What to work on >>
In the material below, swap each occurrence of "a point for each instance" for "one point per instance", and reproduce every line with nothing else altered.

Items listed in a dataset
········
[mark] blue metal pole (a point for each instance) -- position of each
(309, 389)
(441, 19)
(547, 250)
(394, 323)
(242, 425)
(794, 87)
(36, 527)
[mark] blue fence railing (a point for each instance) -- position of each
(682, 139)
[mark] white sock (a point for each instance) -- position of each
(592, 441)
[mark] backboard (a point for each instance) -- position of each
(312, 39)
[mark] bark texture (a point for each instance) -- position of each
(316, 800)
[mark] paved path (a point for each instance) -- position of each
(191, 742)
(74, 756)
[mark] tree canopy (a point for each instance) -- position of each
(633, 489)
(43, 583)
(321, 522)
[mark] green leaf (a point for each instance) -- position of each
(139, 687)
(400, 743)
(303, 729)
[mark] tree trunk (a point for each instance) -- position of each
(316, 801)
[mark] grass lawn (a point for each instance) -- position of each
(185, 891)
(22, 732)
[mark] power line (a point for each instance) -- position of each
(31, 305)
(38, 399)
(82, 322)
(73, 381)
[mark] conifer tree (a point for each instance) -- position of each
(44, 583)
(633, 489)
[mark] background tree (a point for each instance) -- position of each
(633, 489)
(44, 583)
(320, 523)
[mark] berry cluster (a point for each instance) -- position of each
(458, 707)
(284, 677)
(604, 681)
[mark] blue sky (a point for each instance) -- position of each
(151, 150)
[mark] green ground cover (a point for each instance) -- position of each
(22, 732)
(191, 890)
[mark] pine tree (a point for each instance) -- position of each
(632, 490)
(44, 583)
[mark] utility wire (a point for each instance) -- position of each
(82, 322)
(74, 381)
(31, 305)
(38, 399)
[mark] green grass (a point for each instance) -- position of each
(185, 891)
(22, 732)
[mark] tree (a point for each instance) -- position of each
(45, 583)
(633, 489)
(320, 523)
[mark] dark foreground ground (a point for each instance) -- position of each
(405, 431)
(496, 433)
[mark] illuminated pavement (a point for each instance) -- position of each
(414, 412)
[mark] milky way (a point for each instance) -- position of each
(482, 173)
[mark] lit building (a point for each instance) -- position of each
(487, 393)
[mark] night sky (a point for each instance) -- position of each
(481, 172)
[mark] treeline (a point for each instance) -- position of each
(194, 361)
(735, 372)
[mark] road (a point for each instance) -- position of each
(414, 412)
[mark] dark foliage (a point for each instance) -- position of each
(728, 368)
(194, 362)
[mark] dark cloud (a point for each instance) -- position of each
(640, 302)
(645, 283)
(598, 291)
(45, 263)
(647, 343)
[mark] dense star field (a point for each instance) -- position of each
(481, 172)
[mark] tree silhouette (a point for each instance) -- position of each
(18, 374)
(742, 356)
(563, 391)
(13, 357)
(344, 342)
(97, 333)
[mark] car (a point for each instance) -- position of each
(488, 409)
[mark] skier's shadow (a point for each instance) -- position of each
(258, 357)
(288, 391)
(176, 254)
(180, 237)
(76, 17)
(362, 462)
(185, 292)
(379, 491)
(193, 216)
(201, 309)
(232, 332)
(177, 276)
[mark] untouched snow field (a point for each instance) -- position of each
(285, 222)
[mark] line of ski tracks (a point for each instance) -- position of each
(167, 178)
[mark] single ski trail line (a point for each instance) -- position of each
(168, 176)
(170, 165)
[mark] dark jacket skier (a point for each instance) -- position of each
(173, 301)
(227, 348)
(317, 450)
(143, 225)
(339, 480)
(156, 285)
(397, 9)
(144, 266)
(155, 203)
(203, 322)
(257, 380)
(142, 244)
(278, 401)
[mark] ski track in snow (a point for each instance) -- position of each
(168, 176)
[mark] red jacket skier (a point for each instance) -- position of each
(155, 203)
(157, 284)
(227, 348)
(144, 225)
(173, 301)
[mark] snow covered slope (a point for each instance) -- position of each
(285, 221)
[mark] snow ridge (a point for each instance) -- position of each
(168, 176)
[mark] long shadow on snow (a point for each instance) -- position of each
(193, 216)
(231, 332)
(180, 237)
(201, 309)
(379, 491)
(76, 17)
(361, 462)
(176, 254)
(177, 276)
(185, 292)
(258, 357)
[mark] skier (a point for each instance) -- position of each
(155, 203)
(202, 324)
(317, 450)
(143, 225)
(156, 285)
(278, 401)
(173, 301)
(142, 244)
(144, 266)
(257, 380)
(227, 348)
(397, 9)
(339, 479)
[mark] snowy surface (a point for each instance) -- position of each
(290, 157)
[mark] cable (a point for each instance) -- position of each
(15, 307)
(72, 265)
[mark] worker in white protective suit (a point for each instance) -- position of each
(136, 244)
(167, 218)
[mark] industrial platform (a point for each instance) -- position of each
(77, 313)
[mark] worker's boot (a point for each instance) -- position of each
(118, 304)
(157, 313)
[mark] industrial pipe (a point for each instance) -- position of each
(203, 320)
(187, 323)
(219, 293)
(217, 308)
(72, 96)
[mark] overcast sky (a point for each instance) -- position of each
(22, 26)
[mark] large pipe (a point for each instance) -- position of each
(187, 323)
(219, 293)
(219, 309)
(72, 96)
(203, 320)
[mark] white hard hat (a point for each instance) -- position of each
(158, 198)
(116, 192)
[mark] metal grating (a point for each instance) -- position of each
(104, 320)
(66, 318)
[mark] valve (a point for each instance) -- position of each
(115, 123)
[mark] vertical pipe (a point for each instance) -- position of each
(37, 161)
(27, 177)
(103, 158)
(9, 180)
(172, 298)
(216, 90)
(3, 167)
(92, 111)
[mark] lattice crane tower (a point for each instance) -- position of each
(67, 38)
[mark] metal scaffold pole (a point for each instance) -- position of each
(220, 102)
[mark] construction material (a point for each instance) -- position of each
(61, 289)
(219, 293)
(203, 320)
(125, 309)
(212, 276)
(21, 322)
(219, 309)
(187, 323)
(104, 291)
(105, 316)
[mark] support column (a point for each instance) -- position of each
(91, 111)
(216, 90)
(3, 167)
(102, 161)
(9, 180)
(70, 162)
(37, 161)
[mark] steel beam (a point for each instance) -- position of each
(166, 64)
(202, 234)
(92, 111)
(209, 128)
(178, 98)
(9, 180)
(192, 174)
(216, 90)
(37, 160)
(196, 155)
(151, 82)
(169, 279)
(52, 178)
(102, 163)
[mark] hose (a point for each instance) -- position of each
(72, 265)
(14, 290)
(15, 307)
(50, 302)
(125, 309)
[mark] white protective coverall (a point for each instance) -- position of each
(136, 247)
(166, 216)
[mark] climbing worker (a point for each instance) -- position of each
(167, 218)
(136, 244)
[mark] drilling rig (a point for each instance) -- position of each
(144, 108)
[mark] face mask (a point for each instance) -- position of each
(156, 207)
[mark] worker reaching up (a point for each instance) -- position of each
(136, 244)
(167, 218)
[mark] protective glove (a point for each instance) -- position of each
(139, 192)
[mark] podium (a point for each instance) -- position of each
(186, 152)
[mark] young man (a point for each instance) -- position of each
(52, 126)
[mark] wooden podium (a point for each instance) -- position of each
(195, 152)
········
Output below >>
[mark] blue metal pole (one point per instance) -- position of each
(309, 389)
(441, 19)
(547, 250)
(394, 323)
(242, 425)
(794, 87)
(36, 527)
[mark] blue fence railing (one point per instance) -- position of each
(682, 139)
[mark] white sock (one point per instance) -- position of each
(592, 441)
[mark] backboard (one point per instance) -- position of each
(312, 39)
[mark] bark texture (one point per instance) -- position of each
(316, 800)
[mark] paved path (one point per instance) -- position of each
(191, 742)
(74, 756)
[mark] tree canopy (one point per instance) -- position of each
(633, 489)
(43, 583)
(321, 522)
[mark] green leaf (one point per instance) -- position of each
(139, 687)
(400, 743)
(303, 729)
[mark] tree trunk (one point per instance) -- position of each
(316, 801)
[mark] grass lawn (one point per instance) -- position of each
(185, 891)
(22, 732)
[mark] power line (one point per instance) -- position of each
(31, 305)
(38, 399)
(82, 322)
(73, 381)
[mark] conifer tree (one point per instance) -- position of each
(44, 583)
(633, 489)
[mark] background tree (one point per instance) -- position of each
(633, 489)
(44, 583)
(320, 523)
[mark] berry cluster (one point per instance) -- position of each
(458, 707)
(284, 677)
(604, 681)
[mark] blue sky (one point per instance) -- position of each
(151, 150)
[mark] green ground cover (one point per instance) -- position of each
(22, 732)
(191, 890)
[mark] pine tree (one point per instance) -- position of each
(632, 490)
(44, 583)
[mark] utility wire (one point per instance) -- position of each
(82, 322)
(74, 381)
(31, 305)
(38, 399)
[mark] green grass (one point per instance) -- position of each
(185, 891)
(22, 732)
[mark] tree (one point per instance) -- position of each
(45, 583)
(633, 489)
(320, 523)
[mark] dark foreground ground (one point per instance) -- position of each
(405, 431)
(496, 433)
[mark] illuminated pavement (one point per instance) -- position of each
(414, 412)
[mark] milky way (one point per instance) -- position of each
(482, 173)
[mark] lit building (one point per instance) -- position of each
(487, 393)
[mark] night sky (one point per instance) -- position of each
(481, 172)
[mark] treeline (one point per instance) -- position of each
(194, 361)
(735, 372)
[mark] road (one point per instance) -- position of each
(414, 412)
[mark] dark foliage (one point per instance) -- position of each
(728, 368)
(194, 362)
[mark] dark cloud (one point per instance) -- position of each
(640, 302)
(645, 283)
(598, 291)
(45, 263)
(647, 343)
[mark] dense star field (one point per instance) -- position of each
(481, 172)
[mark] tree silhouette (one point per instance) -- position of each
(18, 374)
(742, 356)
(563, 391)
(13, 357)
(344, 342)
(97, 333)
[mark] car (one point per instance) -- position of each
(488, 409)
[mark] skier's shadow (one point per instance) -- position of each
(258, 357)
(288, 391)
(176, 254)
(180, 237)
(76, 17)
(362, 462)
(185, 292)
(379, 491)
(193, 216)
(201, 309)
(232, 332)
(177, 276)
[mark] untouched snow field (one point per instance) -- position of each
(285, 222)
[mark] line of ski tracks (one point per instance) -- position of each
(167, 178)
[mark] single ski trail line (one point per instance) -- position of each
(168, 176)
(170, 165)
[mark] dark jacket skier (one point per instance) -- position of each
(173, 301)
(227, 348)
(317, 450)
(143, 225)
(339, 480)
(156, 285)
(397, 9)
(144, 266)
(155, 203)
(203, 322)
(257, 380)
(142, 244)
(278, 401)
[mark] ski track in snow (one point per instance) -- position of each
(168, 176)
[mark] red jacket skier (one point per instance) -- position of each
(155, 203)
(157, 284)
(227, 348)
(144, 225)
(173, 301)
[mark] snow covered slope (one point per instance) -- position of each
(285, 221)
[mark] snow ridge (one point per instance) -- position of each
(168, 176)
[mark] long shadow on snow (one point per instance) -- position of each
(193, 216)
(231, 332)
(180, 237)
(201, 309)
(379, 491)
(76, 17)
(361, 462)
(176, 254)
(177, 276)
(185, 292)
(258, 357)
[mark] skier (one point per instance) -- position of each
(155, 203)
(202, 324)
(317, 450)
(143, 225)
(156, 285)
(278, 401)
(173, 301)
(142, 244)
(144, 266)
(257, 380)
(227, 348)
(397, 9)
(339, 479)
[mark] snowy surface (one point per instance) -- position of each
(290, 157)
[mark] cable (one point per instance) -- position of each
(15, 307)
(72, 265)
[mark] worker in white protective suit (one point per instance) -- position of each
(136, 244)
(167, 218)
[mark] industrial platform (one point per instance) -- position of each
(77, 313)
[mark] worker's boot (one point per instance) -- position of each
(118, 304)
(157, 313)
[mark] industrial pipe (one point per instance) -- position of each
(203, 320)
(187, 323)
(219, 293)
(217, 308)
(72, 96)
[mark] overcast sky (one point per instance) -- position of each
(22, 26)
[mark] large pipe (one point per instance) -- position of each
(187, 323)
(219, 293)
(219, 309)
(72, 96)
(203, 320)
[mark] white hard hat (one point per instance) -- position of each
(158, 198)
(116, 192)
[mark] metal grating (one point per instance) -- position of each
(104, 320)
(66, 318)
[mark] valve (one point per instance) -- position of each
(115, 123)
[mark] vertical pipe (one point per instance) -- position of each
(37, 161)
(27, 177)
(103, 158)
(9, 180)
(172, 298)
(216, 90)
(3, 167)
(92, 111)
[mark] lattice crane tower (one point per instance) -- position of each
(67, 38)
[mark] metal scaffold pole (one point per instance) -- position of each
(220, 102)
[mark] construction material (one point per instance) -- position of each
(61, 289)
(219, 293)
(203, 320)
(125, 309)
(212, 276)
(21, 322)
(219, 309)
(187, 323)
(104, 291)
(105, 316)
[mark] support column (one point per instance) -- position of each
(91, 111)
(216, 90)
(3, 167)
(102, 161)
(9, 180)
(70, 162)
(37, 161)
[mark] steel beam (one point per instance) -- position of each
(166, 64)
(202, 234)
(92, 111)
(209, 128)
(178, 98)
(9, 180)
(192, 174)
(216, 90)
(37, 160)
(196, 155)
(151, 82)
(169, 279)
(52, 178)
(102, 163)
[mark] hose (one point per instance) -- position of each
(72, 265)
(14, 290)
(15, 307)
(50, 302)
(125, 309)
[mark] white protective coverall (one point per instance) -- position of each
(136, 247)
(166, 216)
[mark] climbing worker (one point per instance) -- position of each
(167, 218)
(136, 244)
[mark] drilling rig (one point per instance) -- position of each
(144, 108)
[mark] face mask (one point per instance) -- position of each
(156, 207)
[mark] worker reaching up (one point per instance) -- position of each
(136, 244)
(167, 218)
[mark] protective glove (one point per instance) -- position of each
(139, 192)
[mark] podium (one point per instance) -- position of each
(186, 152)
[mark] young man (one point per instance) -- position of each
(52, 126)
[mark] wooden podium (one point per instance) -- position of each
(195, 152)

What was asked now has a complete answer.